Point localization data:
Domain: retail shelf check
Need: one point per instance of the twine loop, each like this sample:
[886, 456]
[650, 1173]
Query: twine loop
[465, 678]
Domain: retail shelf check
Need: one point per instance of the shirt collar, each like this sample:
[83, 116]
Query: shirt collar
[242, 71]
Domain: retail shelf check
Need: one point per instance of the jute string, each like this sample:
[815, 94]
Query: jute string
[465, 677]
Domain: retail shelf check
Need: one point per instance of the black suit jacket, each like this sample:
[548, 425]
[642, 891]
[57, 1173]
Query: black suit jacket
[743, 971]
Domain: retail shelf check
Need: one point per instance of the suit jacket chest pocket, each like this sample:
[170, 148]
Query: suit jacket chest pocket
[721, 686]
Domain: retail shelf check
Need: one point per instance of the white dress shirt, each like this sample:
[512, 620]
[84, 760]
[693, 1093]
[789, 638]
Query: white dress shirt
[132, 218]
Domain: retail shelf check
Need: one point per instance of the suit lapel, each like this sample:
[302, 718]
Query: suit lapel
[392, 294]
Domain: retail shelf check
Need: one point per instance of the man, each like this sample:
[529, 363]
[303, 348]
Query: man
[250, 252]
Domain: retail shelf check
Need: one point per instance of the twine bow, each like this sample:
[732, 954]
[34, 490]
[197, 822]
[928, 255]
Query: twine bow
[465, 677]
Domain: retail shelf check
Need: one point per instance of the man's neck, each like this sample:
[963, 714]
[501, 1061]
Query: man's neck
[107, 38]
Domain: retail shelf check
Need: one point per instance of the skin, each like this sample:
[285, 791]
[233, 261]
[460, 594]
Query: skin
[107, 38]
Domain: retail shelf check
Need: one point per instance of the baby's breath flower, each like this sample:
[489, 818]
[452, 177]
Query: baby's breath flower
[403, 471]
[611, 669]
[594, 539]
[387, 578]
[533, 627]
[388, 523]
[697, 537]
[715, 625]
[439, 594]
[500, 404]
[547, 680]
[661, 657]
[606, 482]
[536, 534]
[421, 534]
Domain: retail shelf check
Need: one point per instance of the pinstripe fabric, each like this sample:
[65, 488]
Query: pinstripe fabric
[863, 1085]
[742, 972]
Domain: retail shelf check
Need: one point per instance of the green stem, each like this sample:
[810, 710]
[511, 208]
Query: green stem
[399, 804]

*Exercise prompt*
Going from the line that has "Need: one point per instance of the suit lapel, each" through the last line of the entries, retype each line exactly as given and add nothing.

*Output for this task*
Need: one point per instance of the suit lapel, each like this sample:
[302, 718]
Query: suit lapel
[392, 294]
Domain: retail shelf check
Need: one point per instance of the man, each like this sample:
[529, 363]
[303, 348]
Query: man
[250, 252]
Domain: retail shelf check
Need: one point per instance of the twine bow, each like this sample:
[732, 954]
[34, 490]
[197, 822]
[928, 255]
Query: twine bow
[465, 677]
Domain: retail shelf check
Need: one point per instance of the man's neck, each like this sample:
[963, 714]
[501, 1061]
Query: man's neck
[107, 38]
Domain: retail shelf check
Need: one point per instance of the skin, each like this sample:
[285, 791]
[233, 261]
[460, 594]
Query: skin
[107, 38]
Domain: retail shelf check
Need: one point per instance of the baby's breath flower, each like this sample:
[489, 818]
[452, 177]
Query: baby's breath flower
[403, 471]
[611, 669]
[594, 539]
[387, 578]
[533, 627]
[388, 523]
[697, 537]
[715, 625]
[439, 594]
[500, 404]
[547, 680]
[661, 657]
[606, 482]
[536, 534]
[421, 534]
Domain: retail shelf check
Need: one point per instance of the pinstripe fabric, each like this sample:
[65, 488]
Query: pinstripe fabric
[863, 1085]
[742, 972]
Domain: retail shelf check
Need: one point per instance of the green stem, each like this sample:
[810, 710]
[511, 208]
Query: green stem
[399, 804]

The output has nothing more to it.